▸ **Your instructions**
Rewrite the records below so that every "Place a marker" becomes "Put a point", with everything else left unchanged.

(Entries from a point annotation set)
# # # # #
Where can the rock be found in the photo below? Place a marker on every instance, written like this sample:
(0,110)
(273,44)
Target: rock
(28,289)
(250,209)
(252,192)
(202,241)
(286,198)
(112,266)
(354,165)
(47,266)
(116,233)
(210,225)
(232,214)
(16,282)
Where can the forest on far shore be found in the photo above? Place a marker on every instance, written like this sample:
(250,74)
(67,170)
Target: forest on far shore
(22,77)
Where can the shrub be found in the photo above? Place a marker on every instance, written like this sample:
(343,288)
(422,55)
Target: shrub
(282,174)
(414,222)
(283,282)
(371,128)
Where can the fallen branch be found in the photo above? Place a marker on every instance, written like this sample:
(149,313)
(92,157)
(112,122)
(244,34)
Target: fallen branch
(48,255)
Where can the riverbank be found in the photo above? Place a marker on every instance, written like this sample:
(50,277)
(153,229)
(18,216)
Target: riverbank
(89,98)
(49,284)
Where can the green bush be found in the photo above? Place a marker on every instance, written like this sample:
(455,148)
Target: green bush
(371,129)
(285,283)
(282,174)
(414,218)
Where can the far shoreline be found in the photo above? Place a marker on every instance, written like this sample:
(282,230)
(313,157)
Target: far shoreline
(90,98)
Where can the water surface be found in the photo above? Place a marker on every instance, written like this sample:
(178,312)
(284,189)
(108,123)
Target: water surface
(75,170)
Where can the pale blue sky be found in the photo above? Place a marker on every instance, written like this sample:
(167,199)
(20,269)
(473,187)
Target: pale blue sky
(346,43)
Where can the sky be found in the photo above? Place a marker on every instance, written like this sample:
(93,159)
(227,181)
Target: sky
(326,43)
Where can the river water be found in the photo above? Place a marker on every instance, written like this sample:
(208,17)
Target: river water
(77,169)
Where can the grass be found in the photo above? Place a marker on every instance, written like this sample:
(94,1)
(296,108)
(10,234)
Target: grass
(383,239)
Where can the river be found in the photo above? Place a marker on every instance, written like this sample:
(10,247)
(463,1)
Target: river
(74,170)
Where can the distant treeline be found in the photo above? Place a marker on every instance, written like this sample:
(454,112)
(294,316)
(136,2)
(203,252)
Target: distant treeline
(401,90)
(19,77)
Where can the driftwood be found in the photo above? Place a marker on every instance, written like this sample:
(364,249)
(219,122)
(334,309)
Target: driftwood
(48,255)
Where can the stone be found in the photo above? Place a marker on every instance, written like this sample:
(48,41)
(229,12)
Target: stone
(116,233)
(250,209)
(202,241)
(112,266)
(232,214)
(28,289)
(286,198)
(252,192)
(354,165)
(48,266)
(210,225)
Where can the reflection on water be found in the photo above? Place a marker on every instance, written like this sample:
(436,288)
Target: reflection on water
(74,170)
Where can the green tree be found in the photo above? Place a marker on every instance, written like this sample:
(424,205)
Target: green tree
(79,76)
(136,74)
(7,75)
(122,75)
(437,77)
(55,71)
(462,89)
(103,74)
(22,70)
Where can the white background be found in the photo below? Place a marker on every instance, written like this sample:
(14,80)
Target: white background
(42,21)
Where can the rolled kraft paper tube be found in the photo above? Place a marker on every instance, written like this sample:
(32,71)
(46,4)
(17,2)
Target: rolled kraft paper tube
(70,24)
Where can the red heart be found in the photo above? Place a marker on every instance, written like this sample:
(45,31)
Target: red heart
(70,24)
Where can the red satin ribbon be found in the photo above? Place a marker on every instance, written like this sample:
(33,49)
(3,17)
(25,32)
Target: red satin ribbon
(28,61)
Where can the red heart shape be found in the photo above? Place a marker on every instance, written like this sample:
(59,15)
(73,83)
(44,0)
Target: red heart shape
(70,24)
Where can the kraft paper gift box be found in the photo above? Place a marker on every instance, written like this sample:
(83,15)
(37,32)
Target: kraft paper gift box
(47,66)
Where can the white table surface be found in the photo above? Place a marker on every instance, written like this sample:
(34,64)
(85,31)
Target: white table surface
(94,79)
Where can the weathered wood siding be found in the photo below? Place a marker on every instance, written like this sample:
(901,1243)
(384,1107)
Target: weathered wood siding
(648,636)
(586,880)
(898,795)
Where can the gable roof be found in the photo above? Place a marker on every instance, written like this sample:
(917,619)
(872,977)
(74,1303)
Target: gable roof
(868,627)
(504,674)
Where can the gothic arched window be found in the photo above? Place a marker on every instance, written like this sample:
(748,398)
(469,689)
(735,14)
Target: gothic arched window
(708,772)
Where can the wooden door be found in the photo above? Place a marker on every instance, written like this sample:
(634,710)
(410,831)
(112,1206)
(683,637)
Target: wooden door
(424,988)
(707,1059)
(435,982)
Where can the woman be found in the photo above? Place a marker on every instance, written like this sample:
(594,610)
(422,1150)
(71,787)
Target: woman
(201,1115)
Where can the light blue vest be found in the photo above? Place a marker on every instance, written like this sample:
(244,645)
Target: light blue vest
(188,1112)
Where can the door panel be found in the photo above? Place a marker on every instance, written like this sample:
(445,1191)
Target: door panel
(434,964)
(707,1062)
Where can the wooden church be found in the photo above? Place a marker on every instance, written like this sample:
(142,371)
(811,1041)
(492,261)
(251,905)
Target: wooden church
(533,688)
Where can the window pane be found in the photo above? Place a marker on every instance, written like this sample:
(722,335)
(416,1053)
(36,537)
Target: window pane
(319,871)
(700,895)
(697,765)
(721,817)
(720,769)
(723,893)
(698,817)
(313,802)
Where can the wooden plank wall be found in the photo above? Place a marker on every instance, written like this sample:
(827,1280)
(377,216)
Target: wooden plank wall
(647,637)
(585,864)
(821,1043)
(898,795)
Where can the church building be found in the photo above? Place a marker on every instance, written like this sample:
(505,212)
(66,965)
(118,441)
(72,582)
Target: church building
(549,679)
# # # # #
▸ **Result of the task**
Where can the rock be found in the photo below? Put a point on every instance, written like this sample:
(0,110)
(273,44)
Target: rock
(28,289)
(250,209)
(252,192)
(202,241)
(286,198)
(112,266)
(354,165)
(47,266)
(116,233)
(210,225)
(232,214)
(16,282)
Where can the forest on far shore be found in the photo above? Put a point on every instance, written like this sample:
(250,74)
(67,170)
Target: forest on far shore
(22,77)
Where can the shrub be found in the photo above? Put a point on every instance, written like this sample:
(343,288)
(422,55)
Target: shrub
(282,174)
(414,222)
(283,282)
(371,128)
Where can the fallen branch be found in the photo above? Put a point on every instance, written like this sample:
(149,313)
(92,157)
(112,122)
(244,34)
Target: fallen branch
(48,255)
Where can the riverbank be found in the photo above? Put a point on every instance, written like this sample:
(50,277)
(153,229)
(18,216)
Target: riverbank
(89,98)
(49,284)
Where can the green bush be found in the photo above? Put a point on every instance, written like this sample:
(455,148)
Target: green bush
(371,129)
(285,283)
(282,174)
(414,218)
Where can the far shoreline be found in the photo above? Put a point on every instance, written like this sample:
(282,230)
(313,157)
Target: far shoreline
(90,98)
Where can the water surface be found in the photo above? Put a point on every instance, written like this sample:
(178,312)
(284,189)
(108,123)
Target: water surface
(75,170)
Where can the pale blue sky be found in the photo above? Put a point on every instance, written like this sample:
(167,199)
(20,269)
(473,187)
Target: pale blue sky
(346,43)
Where can the sky be found in the photo above? Put a point on every instance, written like this sample:
(93,159)
(227,181)
Target: sky
(326,43)
Where can the river water be found in the photo above? Put a point on every instance, written like this sample:
(208,17)
Target: river water
(77,169)
Where can the grass be found in the photo above? Put a point on every instance, written like this sample:
(94,1)
(296,108)
(10,234)
Target: grass
(383,239)
Where can the river be found in the photo above? Put a point on every instance, written like this sample:
(10,247)
(463,1)
Target: river
(74,170)
Where can the distant treeline be found in the photo above? Put a point on every instance, written like this sample:
(454,112)
(294,316)
(136,2)
(203,252)
Target: distant treeline
(401,90)
(19,77)
Where can the driftwood be found in the photo above? Put a point on every instance, written like this sample:
(364,249)
(219,122)
(334,309)
Target: driftwood
(48,255)
Where can the stone be found in the photo above? Put a point on every instance, written like this sample:
(48,41)
(229,12)
Target: stone
(116,233)
(250,209)
(202,241)
(112,266)
(232,214)
(28,289)
(286,198)
(252,192)
(354,165)
(48,266)
(210,225)
Where can the reflection on water be found in the photo above? Put a point on every instance, written like this sample:
(436,288)
Target: reflection on water
(74,170)
Where can the green tree be found in the photo above? Put a point on every instance, written like this sample:
(424,205)
Target: green tree
(79,76)
(136,74)
(7,75)
(122,75)
(437,77)
(55,71)
(462,89)
(103,74)
(22,70)
Where can the white background be found in the photo below? Put a point on every instance, written like this sample:
(14,80)
Target: white background
(42,21)
Where can the rolled kraft paper tube be found in the photo above? Put a point on every instance, written like this sample:
(32,71)
(46,4)
(17,2)
Target: rolled kraft paper tube
(70,24)
Where can the red heart be found in the photo above? Put a point on every instance, written like this sample:
(45,31)
Target: red heart
(70,24)
Where can the red satin ribbon be found in the photo above? Put a point on every instance, written like this sample:
(33,49)
(3,17)
(25,32)
Target: red satin ribbon
(28,61)
Where can the red heart shape be found in the photo above? Put a point on every instance, written like this sample:
(59,15)
(73,83)
(44,0)
Target: red heart shape
(70,24)
Where can the kraft paper gift box be found in the photo above? Put a point on every instance, written like this sample:
(83,15)
(37,32)
Target: kraft paper gift box
(47,66)
Where can the white table surface be found in the photo above? Put a point on every instance, written like this sample:
(34,64)
(85,31)
Target: white table surface
(94,79)
Where can the weathered wood siding be found in the photo below? Put a point on every instance, written like this sample:
(901,1243)
(384,1107)
Target: weathered wood siding
(648,636)
(586,880)
(898,795)
Where can the gable roof be found in the photo above? Put a point on every instance, written like this sample:
(917,619)
(872,977)
(74,1303)
Target: gable roof
(868,627)
(504,674)
Where can the gothic arched window be found in the photo above? Put a point on every instance, written like this sample:
(748,398)
(469,689)
(735,14)
Target: gothic arched window
(708,772)
Where can the wooden door be found in the photo above? Put a point on every instance, written like this sample:
(634,710)
(410,831)
(112,1206)
(683,637)
Target: wooden door
(424,988)
(707,1059)
(435,982)
Where can the woman be found in the photo above? Put a point on every instance, written like this sample:
(594,610)
(422,1150)
(71,787)
Target: woman
(201,1115)
Where can the light blue vest be found in the photo above? Put a point on every instance, written like this sample:
(244,645)
Target: light blue vest
(188,1112)
Where can the door panel be found in the photo above? Put a point on every instance, written like this sample:
(445,1191)
Target: door panel
(434,964)
(707,1062)
Where can the wooden church be found in the photo above? Put a point on every instance, written like this sample:
(142,371)
(811,1041)
(492,261)
(251,905)
Target: wooden church
(533,688)
Where can the window pane be found in the photo above? Put a point on every instance, written like this sample:
(722,335)
(416,1053)
(36,537)
Target: window pane
(319,871)
(700,895)
(697,765)
(721,817)
(720,769)
(723,893)
(698,817)
(313,802)
Where can the wooden plank wall be found in the photo above? Put a point on every instance, written like this sample:
(827,1280)
(377,216)
Target: wooden plank wall
(647,637)
(585,864)
(821,1043)
(898,795)
Where can the church building be found in the photo above? Put a point on every instance, written like this sample:
(505,212)
(66,965)
(118,441)
(72,582)
Target: church building
(549,679)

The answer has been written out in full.